TASK
Identify each line below that contains the word "every", and copy those lines out. Uppercase and lowercase count as different.

INFORMATION GIVEN
------

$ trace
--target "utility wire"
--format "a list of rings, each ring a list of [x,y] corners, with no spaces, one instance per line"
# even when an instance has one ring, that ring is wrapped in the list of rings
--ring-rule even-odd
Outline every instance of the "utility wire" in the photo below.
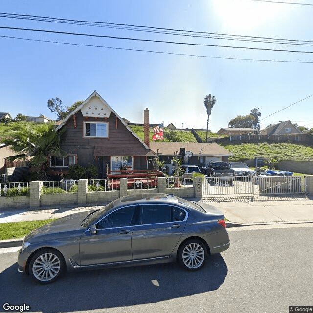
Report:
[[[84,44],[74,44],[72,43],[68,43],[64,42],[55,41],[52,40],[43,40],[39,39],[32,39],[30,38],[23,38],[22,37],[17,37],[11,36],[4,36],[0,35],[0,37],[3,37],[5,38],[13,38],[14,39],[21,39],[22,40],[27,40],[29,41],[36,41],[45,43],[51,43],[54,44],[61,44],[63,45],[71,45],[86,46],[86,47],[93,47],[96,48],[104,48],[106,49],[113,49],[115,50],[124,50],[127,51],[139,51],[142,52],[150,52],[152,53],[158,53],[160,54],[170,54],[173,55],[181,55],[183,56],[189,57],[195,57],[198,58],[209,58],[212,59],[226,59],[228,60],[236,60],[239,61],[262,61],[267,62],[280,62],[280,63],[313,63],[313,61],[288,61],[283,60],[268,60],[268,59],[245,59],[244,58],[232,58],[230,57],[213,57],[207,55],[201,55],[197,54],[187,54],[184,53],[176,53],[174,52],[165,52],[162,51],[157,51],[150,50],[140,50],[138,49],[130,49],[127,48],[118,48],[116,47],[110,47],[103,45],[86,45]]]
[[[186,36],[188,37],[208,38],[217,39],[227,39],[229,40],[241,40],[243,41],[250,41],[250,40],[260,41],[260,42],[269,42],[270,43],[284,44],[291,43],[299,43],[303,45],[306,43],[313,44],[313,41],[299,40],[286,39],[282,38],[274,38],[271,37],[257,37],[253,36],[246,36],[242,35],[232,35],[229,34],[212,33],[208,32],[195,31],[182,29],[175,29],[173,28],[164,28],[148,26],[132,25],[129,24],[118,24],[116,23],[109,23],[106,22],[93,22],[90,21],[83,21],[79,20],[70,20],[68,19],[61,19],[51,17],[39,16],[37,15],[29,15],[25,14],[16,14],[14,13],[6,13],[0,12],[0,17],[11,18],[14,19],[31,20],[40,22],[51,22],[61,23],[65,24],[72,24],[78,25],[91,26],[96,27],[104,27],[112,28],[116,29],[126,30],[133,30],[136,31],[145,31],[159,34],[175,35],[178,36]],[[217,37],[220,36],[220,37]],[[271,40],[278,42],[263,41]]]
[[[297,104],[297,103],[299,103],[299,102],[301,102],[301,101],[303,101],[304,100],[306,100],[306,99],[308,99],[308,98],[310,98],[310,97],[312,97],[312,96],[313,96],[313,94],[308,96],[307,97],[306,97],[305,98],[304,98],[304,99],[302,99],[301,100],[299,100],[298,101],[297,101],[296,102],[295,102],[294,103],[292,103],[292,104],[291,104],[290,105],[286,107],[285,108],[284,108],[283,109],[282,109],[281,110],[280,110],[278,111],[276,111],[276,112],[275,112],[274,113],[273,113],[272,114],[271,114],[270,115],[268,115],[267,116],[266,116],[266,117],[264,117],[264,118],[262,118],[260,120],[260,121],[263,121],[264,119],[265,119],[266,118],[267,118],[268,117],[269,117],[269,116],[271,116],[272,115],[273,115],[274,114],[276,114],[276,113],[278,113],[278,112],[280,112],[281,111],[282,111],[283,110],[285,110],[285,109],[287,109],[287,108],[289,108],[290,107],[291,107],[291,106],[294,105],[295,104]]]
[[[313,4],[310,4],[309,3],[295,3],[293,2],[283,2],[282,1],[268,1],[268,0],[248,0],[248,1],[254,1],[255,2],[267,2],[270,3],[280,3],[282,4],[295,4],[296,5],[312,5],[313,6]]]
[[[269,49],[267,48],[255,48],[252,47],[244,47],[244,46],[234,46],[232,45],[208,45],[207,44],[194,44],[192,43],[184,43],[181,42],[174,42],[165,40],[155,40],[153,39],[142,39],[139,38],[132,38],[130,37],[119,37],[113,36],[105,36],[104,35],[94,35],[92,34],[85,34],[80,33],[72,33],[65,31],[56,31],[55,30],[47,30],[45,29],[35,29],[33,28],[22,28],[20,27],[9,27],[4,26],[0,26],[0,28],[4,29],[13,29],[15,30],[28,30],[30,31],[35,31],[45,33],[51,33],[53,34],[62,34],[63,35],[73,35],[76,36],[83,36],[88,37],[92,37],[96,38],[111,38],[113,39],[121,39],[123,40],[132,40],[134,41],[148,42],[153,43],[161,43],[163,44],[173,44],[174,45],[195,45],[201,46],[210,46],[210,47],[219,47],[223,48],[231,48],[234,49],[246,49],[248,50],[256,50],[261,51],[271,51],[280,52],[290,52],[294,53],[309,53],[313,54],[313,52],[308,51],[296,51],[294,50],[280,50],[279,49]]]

------

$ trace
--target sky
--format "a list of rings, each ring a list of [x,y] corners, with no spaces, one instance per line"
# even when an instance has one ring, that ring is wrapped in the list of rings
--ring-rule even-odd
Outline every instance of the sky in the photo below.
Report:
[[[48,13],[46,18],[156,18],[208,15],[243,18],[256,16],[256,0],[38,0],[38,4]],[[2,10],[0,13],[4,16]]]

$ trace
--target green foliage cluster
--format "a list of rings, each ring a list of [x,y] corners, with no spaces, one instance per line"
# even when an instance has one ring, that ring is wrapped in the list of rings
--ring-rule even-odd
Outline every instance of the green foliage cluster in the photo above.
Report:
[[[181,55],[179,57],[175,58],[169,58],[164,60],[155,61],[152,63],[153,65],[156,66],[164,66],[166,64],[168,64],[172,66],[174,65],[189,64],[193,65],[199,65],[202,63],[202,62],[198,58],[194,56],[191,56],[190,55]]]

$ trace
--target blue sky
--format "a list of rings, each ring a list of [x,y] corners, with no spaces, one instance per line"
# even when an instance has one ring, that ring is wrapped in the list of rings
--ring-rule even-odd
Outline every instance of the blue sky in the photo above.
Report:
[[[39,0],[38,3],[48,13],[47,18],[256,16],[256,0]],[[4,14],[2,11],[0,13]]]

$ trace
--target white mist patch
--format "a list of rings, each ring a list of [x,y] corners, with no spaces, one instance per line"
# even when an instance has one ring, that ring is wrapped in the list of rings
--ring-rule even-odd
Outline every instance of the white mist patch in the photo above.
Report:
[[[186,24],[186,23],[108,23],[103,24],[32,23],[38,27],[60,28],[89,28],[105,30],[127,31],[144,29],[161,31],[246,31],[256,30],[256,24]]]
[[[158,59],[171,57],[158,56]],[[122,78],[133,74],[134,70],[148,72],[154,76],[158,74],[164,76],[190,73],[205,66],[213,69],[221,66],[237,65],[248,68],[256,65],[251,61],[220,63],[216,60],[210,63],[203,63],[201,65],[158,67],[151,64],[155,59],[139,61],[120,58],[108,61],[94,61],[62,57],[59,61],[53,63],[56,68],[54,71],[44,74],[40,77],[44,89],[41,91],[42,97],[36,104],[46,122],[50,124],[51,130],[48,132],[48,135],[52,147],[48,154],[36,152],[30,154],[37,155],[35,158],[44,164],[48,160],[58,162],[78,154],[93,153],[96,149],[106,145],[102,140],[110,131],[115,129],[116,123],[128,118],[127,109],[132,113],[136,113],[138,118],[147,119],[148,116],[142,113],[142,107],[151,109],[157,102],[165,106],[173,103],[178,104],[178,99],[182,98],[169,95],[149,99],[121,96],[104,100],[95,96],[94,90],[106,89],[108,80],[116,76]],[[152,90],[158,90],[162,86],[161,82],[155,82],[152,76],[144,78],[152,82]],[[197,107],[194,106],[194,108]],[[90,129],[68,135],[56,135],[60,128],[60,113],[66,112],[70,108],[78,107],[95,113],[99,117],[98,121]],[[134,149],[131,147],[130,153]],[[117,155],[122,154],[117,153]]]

------

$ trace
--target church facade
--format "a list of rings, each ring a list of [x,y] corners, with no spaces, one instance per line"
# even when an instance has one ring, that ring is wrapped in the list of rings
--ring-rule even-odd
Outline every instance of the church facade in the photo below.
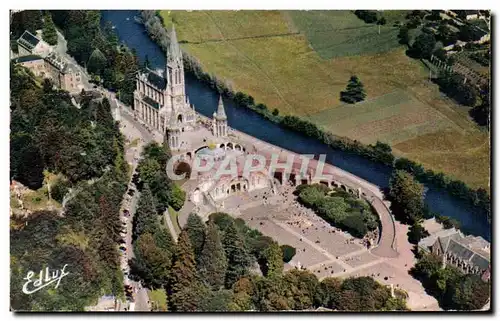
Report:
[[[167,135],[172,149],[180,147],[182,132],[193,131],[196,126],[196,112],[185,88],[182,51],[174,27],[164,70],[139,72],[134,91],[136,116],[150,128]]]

------

OUTPUT BELOW
Outline every instance of the "utility wire" in the photo below.
Outline every instance of the sky in the photo below.
Outline every instance of the green foliage cluster in the photo above.
Outline every instance of the blue sky in the photo above.
Outline every instance of the white mist patch in the photo above.
Outline every instance of the church facade in the photo below.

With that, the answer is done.